> TO DO: Reproduce the entire listing below, changing every occurrence of "rough mask" to "coarse mask" and leaving all other text as it is.

> EXERCISE DATA:
━━━━━━━━━━━━━━━━

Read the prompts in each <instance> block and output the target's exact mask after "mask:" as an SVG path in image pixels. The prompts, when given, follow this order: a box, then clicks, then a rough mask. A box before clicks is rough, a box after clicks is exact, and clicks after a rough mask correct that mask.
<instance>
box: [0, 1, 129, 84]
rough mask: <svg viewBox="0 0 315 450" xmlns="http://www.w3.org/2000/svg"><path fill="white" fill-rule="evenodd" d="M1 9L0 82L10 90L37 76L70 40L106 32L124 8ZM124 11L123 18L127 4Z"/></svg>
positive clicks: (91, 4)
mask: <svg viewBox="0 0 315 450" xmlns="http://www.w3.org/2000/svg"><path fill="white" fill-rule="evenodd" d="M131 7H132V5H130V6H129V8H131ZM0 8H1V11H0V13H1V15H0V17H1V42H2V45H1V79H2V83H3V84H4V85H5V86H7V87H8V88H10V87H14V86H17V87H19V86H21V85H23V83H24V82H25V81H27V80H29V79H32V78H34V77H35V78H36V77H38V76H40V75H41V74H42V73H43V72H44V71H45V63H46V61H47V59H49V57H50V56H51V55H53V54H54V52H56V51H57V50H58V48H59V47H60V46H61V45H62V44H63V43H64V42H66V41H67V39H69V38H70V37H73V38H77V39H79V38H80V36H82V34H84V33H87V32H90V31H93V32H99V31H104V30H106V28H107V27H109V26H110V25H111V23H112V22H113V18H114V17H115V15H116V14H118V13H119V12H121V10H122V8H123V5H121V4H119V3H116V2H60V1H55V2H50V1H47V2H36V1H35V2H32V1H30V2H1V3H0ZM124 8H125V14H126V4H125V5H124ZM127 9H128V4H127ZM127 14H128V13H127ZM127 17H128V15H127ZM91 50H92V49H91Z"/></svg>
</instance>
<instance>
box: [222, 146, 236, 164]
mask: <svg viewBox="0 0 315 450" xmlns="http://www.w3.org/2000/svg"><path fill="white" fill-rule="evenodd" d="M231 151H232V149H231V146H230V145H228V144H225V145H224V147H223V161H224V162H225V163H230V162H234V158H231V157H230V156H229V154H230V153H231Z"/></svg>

━━━━━━━━━━━━━━━━

> OUTPUT OF THE TASK:
Read the prompts in each <instance> block and output the target's exact mask after "mask:" as an SVG path in image pixels. The prompts, when given, follow this order: a box, then clicks, then a coarse mask. A box before clicks is rough, a box after clicks is exact, and clicks after a coarse mask correct that mask.
<instance>
box: [0, 1, 129, 84]
coarse mask: <svg viewBox="0 0 315 450" xmlns="http://www.w3.org/2000/svg"><path fill="white" fill-rule="evenodd" d="M1 9L0 82L10 90L37 76L70 40L106 32L124 8ZM124 11L123 18L127 4Z"/></svg>
positive clicks: (91, 4)
mask: <svg viewBox="0 0 315 450" xmlns="http://www.w3.org/2000/svg"><path fill="white" fill-rule="evenodd" d="M131 7H132V5H130V6H129V8H131ZM0 8H1V11H0V13H1V15H0V17H1V42H2V45H1V79H2V83H3V84H4V85H5V86H7V87H8V88H10V87H14V86H17V87H19V86H21V85H23V83H24V82H25V81H27V80H29V79H32V78H34V77H35V78H36V77H38V76H40V75H41V74H42V73H43V72H44V71H45V63H46V61H47V59H49V57H50V56H51V55H53V54H54V52H56V51H57V50H58V48H59V47H60V46H61V45H62V44H63V43H64V42H66V41H67V39H69V38H70V37H73V38H77V39H79V38H80V36H82V34H84V33H87V32H90V31H93V32H99V31H104V30H106V28H107V27H109V26H110V25H111V23H112V22H113V18H114V17H115V15H116V14H118V13H119V12H121V10H122V8H123V5H121V4H119V3H116V2H60V1H55V2H50V1H47V2H36V1H35V2H32V1H30V2H1V3H0ZM124 8H125V14H126V4H125V5H124ZM127 9H128V4H127ZM127 14H128V13H127ZM127 17H128V15H127ZM91 50H92V49H91Z"/></svg>
</instance>
<instance>
box: [222, 146, 236, 164]
mask: <svg viewBox="0 0 315 450" xmlns="http://www.w3.org/2000/svg"><path fill="white" fill-rule="evenodd" d="M231 151H232V149H231V146H230V145H228V144H225V145H224V147H223V161H224V162H225V163H230V162H234V158H231V157H230V156H229V154H230V153H231Z"/></svg>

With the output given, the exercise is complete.